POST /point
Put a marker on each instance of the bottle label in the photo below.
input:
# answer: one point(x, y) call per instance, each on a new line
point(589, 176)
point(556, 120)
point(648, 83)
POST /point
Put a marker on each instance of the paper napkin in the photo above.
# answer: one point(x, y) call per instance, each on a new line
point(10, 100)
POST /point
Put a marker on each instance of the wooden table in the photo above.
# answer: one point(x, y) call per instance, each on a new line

- [Work instructions]: Your output should be an exact transcription of the line that holds "Put a marker on each instance of the bottle" and each line after it through the end of the listing above.

- [Exercise answer]:
Put a marker on each instance of the bottle label in the photo below.
input:
# answer: one point(x, y) call per instance, each on a new line
point(589, 176)
point(556, 120)
point(648, 83)
POST /point
Put a marker on each instance of the paper napkin in the photo above.
# answer: one point(x, y) call per instance, each on a new line
point(10, 100)
POST /point
Put a marker on each instance of the wooden table in the photo above.
# answer: one point(x, y) call per instance, each on a new line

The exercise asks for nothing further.